- **What you have to do**: Turn the records below into a numbered list, one line per number, and leave out any blank lines.
-*-
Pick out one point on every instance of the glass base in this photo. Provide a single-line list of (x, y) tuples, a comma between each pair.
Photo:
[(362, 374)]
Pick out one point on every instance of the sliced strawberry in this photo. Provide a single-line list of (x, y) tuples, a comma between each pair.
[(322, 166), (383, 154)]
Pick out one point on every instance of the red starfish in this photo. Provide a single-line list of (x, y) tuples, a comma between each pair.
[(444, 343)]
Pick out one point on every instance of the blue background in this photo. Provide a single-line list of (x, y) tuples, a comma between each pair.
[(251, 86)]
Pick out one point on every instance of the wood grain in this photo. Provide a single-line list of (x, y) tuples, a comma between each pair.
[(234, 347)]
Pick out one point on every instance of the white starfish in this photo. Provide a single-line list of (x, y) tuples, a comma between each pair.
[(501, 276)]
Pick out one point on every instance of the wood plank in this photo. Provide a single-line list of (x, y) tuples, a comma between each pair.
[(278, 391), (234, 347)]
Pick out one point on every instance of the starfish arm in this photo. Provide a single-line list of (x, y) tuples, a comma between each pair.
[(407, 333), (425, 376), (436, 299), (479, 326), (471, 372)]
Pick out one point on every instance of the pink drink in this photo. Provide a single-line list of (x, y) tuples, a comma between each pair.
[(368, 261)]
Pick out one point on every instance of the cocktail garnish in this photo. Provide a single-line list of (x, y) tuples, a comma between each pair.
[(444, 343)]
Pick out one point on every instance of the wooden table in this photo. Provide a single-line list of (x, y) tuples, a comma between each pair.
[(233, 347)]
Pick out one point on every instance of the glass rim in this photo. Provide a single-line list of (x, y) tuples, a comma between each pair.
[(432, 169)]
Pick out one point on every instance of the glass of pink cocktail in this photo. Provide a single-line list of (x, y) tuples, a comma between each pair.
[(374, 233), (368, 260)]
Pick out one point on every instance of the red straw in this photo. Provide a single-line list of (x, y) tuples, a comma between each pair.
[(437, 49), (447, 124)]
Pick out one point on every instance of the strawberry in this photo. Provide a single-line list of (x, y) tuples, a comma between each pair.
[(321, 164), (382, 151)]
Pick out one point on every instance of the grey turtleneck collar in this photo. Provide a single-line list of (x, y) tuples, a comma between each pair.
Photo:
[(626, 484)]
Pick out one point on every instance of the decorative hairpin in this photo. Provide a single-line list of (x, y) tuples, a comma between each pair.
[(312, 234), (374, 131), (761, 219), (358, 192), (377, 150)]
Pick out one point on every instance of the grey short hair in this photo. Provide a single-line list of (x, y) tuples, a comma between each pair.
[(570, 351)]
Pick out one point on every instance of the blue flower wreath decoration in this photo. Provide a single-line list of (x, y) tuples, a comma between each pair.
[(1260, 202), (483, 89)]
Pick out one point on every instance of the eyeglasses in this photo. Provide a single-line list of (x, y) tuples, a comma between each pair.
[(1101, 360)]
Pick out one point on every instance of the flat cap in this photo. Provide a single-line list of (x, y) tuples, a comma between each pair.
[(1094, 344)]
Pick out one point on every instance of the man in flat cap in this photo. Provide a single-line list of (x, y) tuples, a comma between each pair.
-*-
- **Answer to this problem**:
1. Pick out one point on every instance of the glass base in this photo. Provide a single-line list of (x, y) tuples, a comma between each pair.
2. Photo:
3. [(362, 374)]
4. Pick out one point on every instance of the sliced strawberry in this photo. Provide a single-line list of (x, y) tuples, a comma between each pair.
5. [(322, 166), (383, 154)]
6. Pick out one point on every instance of the red starfish in this photo. Provide a single-line list of (x, y) tuples, a comma between each pair.
7. [(444, 343)]
8. Pick out one point on every instance of the blue background in this photo. Provide a single-line list of (x, y) tuples, a comma between each pair.
9. [(251, 86)]
10. Pick out one point on every instance of the wood grain in this photo. Provide a single-line list of (x, y) tuples, a comma between each pair.
11. [(234, 347)]
12. Pick out one point on every instance of the white starfish in this photo. Provide a single-line list of (x, y) tuples, a comma between each pair.
13. [(501, 276)]
14. Pick out one point on every instance of the wood plank in this photo. Provide a single-line list of (x, y) tuples, a comma between each pair.
15. [(278, 391), (234, 347)]
16. Pick out one point on every instance of the starfish arm in this photo. Provide a single-line list of (x, y) tuples, a comma between each pair.
17. [(407, 333), (425, 376), (436, 299), (479, 326), (471, 372)]
18. Pick out one point on every instance of the pink drink in this photo. Provide a single-line list of (x, y) tuples, a comma between each pair.
19. [(368, 261)]
20. Pick out one point on every instance of the cocktail garnish in this photo. Provide a single-line list of (x, y) tuples, a comma between each pair.
21. [(444, 343)]
22. Pick out one point on every instance of the wooden table in this photo. Provide a single-line list of (x, y) tuples, a comma between each pair.
23. [(233, 347)]
24. Pick out one point on every instance of the glass rim in this photo. Provide a single-line list of (x, y) tuples, a comma between each pair.
25. [(432, 169)]
26. Pick out one point on every instance of the glass of pink cocktail in this photo. Provide a single-line list of (x, y) tuples, a comma between each pair.
27. [(374, 233), (368, 260)]
28. Pick out one point on every instance of the red straw in this photo. Provide a single-line list of (x, y) tuples, a comma between each pair.
29. [(437, 49), (447, 124)]
30. Pick out one point on every instance of the strawberry in this photo. Provide a single-line list of (x, y) tuples, a comma between each pair.
31. [(321, 164), (382, 151)]
32. Pick out one point on every instance of the grey turtleneck collar in this photo. Provide a single-line list of (x, y) tuples, a comma between each pair.
33. Photo:
34. [(626, 484)]
35. Pick out one point on every instance of the decorative hairpin in this photo. Provide a single-line list of (x, y) tuples, a comma between each pair.
36. [(312, 234), (374, 131), (761, 219), (358, 192), (377, 150)]
37. Pick out one point on every instance of the grey short hair in this photo. Provide a single-line list of (x, y) tuples, a comma between each pair.
38. [(570, 351)]
39. Pick out one point on every instance of the blue flower wreath decoration in this photo. Provide a single-line list of (x, y) tuples, a comma between each pair.
40. [(1260, 202), (483, 89)]
41. Pick out one point on every instance of the eyeglasses in this photo. Provide a single-line list of (x, y) tuples, a comma between each pair.
42. [(1101, 360)]
43. Pick out one point on every instance of the flat cap in this photo. Provide a single-line list of (x, y) tuples, a comma between each pair.
44. [(1094, 344)]
45. Pick out one point on every instance of the man in flat cap in this photo. Provide a single-line list of (x, y) tuples, a comma between each pair.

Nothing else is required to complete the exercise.